▶ Exercise set:
1 – Transcribe part of the Fra Bartolomeo passage, starting at the words containing "The painting depicts" and stopping after "Herod the Great.".
2 – According to the Fra Bartolomeo passage, who might have used the finished work as a model for a painting of his own?

▶ Passage provided:
Painting by Fra Bartolomeo

The Virgin Adoring the Child with Saint Joseph is an oil-on-panel painting by the Italian Renaissance painter Fra Bartolomeo, executed no later than 1511. It is held in the National Gallery, in London.

==History and description==
A drawing by Fra Bartolomeo preserved in the Louvre suggests that the original idea involved a different composition, entirely dominated by the three leading figures and with the presence of St John the Baptist in the foreground. The finished work probably dates back to the years of his collaboration with Mariotto Albertinelli, who might have used it as a model for a painting of his own, now preserved in the Borghese Gallery in Rome.

The painting depicts the Virgin Mary, kneeling on the ground with her hands crossed in adoration, to the right, and Saint Joseph, depicted as a beardless older man, seated on the ground at the left; both are looking at the Child Jesus, who lies in the ground, reclined in a kind of pillow, with a hand on His chest. The scene, very frequent in religious paintings, intends to document the humble origins of Jesus, and is set outside the walls of Bethlehem. In this painting, the scene is enriched by some unusual details: the whim of ruins in the background, the presence of some men on scaffolding, engaged in the decoration of the facade of a church, and the figure of John the Baptist infant, depicted in the background, and isolated from the rest of the figures, who apparently has escaped the Massacre of the Innocents, ordered by king Herod the Great.

▶ Saved data entries:
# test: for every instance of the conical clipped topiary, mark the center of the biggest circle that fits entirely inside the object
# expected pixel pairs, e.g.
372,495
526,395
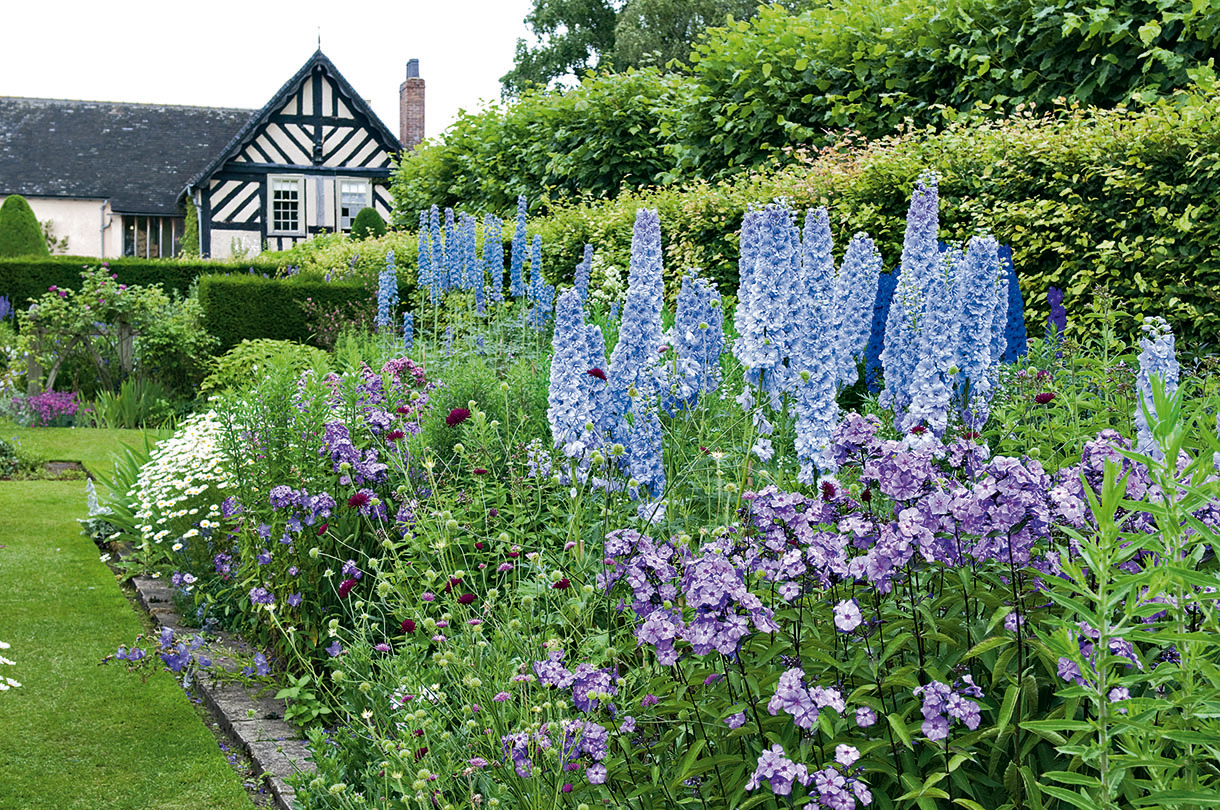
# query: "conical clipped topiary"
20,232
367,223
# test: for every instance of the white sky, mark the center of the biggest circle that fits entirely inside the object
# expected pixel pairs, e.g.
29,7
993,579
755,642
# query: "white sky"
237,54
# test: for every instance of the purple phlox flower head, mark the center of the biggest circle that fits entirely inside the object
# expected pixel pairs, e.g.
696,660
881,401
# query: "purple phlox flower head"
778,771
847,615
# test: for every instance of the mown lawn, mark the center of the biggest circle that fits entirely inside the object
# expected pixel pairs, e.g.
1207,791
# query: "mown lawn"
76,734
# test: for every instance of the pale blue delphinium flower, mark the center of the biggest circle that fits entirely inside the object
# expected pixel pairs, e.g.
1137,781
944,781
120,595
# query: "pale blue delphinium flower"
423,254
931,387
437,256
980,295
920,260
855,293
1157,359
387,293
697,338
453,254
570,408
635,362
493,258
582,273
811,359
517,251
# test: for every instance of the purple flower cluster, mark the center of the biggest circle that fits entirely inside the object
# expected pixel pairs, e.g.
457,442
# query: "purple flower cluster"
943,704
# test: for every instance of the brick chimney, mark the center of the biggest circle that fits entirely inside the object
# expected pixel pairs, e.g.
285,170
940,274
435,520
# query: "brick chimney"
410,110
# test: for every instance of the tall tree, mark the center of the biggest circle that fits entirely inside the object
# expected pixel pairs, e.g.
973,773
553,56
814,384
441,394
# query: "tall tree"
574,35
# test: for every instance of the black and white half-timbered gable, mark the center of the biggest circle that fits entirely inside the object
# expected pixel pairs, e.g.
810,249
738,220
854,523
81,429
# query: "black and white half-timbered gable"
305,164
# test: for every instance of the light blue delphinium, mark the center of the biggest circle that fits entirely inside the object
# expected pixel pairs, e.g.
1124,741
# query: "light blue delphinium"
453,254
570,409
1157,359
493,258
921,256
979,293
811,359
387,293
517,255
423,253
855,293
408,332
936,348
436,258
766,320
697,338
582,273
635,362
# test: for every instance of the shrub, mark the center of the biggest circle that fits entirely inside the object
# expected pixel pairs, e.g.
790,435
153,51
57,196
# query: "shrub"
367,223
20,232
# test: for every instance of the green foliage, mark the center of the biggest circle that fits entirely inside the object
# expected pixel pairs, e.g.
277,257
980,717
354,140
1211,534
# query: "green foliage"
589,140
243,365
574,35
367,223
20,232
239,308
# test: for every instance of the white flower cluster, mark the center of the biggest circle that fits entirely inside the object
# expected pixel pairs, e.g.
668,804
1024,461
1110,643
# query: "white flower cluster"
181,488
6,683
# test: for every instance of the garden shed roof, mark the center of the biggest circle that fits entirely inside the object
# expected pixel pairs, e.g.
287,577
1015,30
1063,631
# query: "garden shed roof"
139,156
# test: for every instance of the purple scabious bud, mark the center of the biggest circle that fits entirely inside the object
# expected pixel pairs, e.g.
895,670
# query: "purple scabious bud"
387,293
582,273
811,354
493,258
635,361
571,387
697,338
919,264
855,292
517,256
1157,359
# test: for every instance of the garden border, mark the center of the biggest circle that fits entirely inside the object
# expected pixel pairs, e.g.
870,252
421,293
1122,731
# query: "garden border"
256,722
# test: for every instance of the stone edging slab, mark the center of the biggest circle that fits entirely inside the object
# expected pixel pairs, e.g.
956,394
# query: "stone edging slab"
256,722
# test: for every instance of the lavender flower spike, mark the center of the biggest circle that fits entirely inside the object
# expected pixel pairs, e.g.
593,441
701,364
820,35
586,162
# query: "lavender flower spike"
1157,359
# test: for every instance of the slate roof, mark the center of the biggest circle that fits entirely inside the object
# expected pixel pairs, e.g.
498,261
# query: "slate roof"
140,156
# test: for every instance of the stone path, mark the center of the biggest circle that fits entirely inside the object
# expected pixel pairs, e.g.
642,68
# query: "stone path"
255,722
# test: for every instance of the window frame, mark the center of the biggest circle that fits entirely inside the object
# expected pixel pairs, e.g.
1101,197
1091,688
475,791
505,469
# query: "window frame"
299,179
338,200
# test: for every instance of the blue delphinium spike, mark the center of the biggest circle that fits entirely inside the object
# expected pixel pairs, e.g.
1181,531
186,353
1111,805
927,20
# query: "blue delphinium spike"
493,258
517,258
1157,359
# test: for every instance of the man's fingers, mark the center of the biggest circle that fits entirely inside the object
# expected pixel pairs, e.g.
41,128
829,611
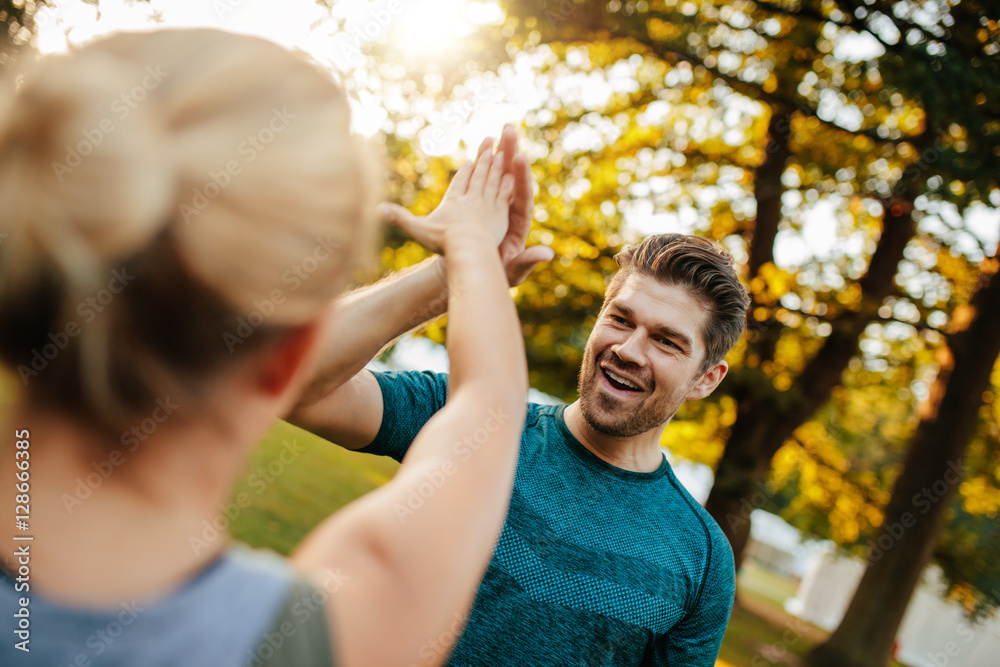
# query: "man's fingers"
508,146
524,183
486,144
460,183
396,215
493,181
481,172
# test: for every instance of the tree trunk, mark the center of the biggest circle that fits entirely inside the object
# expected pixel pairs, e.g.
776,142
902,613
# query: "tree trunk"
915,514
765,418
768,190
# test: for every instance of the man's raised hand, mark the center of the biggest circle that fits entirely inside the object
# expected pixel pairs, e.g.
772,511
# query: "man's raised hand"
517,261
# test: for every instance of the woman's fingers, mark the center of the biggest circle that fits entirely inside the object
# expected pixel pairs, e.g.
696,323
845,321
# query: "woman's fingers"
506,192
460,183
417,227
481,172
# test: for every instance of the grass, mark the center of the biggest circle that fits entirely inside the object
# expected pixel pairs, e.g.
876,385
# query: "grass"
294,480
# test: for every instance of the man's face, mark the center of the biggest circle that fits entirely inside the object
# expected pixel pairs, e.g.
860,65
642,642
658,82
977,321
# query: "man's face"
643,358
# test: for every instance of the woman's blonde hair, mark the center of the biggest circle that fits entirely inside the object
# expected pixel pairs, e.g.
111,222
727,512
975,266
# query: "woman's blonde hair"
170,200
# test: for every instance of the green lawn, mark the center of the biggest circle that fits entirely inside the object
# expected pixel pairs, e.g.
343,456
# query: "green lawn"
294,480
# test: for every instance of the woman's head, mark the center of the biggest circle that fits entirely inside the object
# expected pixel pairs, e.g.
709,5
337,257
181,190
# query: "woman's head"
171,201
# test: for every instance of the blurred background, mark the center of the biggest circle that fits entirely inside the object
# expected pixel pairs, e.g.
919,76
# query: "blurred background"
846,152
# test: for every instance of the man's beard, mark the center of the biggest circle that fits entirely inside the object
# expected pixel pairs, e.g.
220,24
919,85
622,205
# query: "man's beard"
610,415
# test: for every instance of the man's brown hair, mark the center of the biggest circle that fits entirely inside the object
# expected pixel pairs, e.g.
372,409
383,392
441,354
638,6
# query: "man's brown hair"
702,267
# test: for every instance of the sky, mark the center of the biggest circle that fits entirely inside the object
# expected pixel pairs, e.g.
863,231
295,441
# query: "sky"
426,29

▶ Results in order:
1 –
The painting depicts the Virgin Mary, kneeling on the ground with her hands crossed in adoration, to the right, and Saint Joseph, depicted as a beardless older man, seated on the ground at the left; both are looking at the Child Jesus, who lies in the ground, reclined in a kind of pillow, with a hand on His chest. The scene, very frequent in religious paintings, intends to document the humble origins of Jesus, and is set outside the walls of Bethlehem. In this painting, the scene is enriched by some unusual details: the whim of ruins in the background, the presence of some men on scaffolding, engaged in the decoration of the facade of a church, and the figure of John the Baptist infant, depicted in the background, and isolated from the rest of the figures, who apparently has escaped the Massacre of the Innocents, ordered by king Herod the Great.

2 – Mariotto Albertinelli